Excerpt to read:
R.Communication No. 1754/2008, Loth v. Germany(Decision adopted on 23 March 2010, ninety-eighth session)

Appendix

S.Communication No. 1778/2008, Novotny v. Czech Republic(Decision adopted on 19 March 2010, ninety-eighth session)

T.Communication No. 1793/2008, Marin v. France(Decision adopted on 27 July 2010, ninety-ninth session)

Appendix

U.Communication No. 1794/2008, Barrionuevo Álvarez and Bernabé Pérez v. Spain(Decision adopted on 19 March 2010, ninety-eighth session)

V.Communication No. 1868/2009, Andersen v. Denmark(Decision adopted on 26 July 2010, ninety-ninth session)

W.Communication No. 1869/2009, Sanjuán v. Spain(Decision adopted on 26 July 2010, ninety-ninth session)

X.Communication No. 1872/2009, D.J.D.G. et al v. Canada(Decision adopted on 26 July 2010, ninety-ninth session)

VII.Follow-up activities under the Optional Protocol

I.Jurisdiction and activities

A.States parties to the International Covenant on Civil and Political Rights and to the First and Second Optional Protocols

1.By the end of the ninety-ninth session of the Human Rights Committee, there were 165 States parties to the International Covenant on Civil and Political Rights and 113 States parties to the Optional Protocol to the Covenant. Both instruments have been in force since 23 March 1976.

2.Since the last report, the Lao People’s Democratic Republic and Pakistan have ratified the Covenant and Brazil became a party to the Optional Protocol.

3.As at 31 July 2010, 48 States had made the declaration provided for under article 41, paragraph 1, of the Covenant. In this connection, the Committee appeals to States parties to make the declaration under article 41 of the Covenant and to consider using this mechanism with a view to making implementation of the provisions of the Covenant more effective.

4.The Second Optional Protocol to the Covenant, aimed at abolishing the death penalty, entered into force on 11 July 1991. As at 31 July 2010, there were 72 States parties to the Protocol, an increase of 1 (Brazil) since the Committee’s last report.

5.A list of States parties to the Covenant and to the two Optional Protocols, indicating those States that have made the declaration under article 41, paragraph 1, of the Covenant, is contained in annex I to the present report.

6.Reservations and other declarations made by a number of States parties in respect of the Covenant or the Optional Protocols are set out in the notifications deposited with the Secretary-General. The Committee once again urges States parties to consider withdrawing their reservations.

Data segment:
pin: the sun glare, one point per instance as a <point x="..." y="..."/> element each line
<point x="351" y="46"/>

Description of the task:
Please copy the report excerpt beginning at the words "W.Communication No. 1869/2009, Sanjuán" and stopping after "23 March 1976.", renaming "ninety-ninth session" to "99th session" throughout. The listing has no connection to the report excerpt.

Output:
W.Communication No. 1869/2009, Sanjuán v. Spain(Decision adopted on 26 July 2010, 99th session)

X.Communication No. 1872/2009, D.J.D.G. et al v. Canada(Decision adopted on 26 July 2010, 99th session)

VII.Follow-up activities under the Optional Protocol

I.Jurisdiction and activities

A.States parties to the International Covenant on Civil and Political Rights and to the First and Second Optional Protocols

1.By the end of the 99th session of the Human Rights Committee, there were 165 States parties to the International Covenant on Civil and Political Rights and 113 States parties to the Optional Protocol to the Covenant. Both instruments have been in force since 23 March 1976.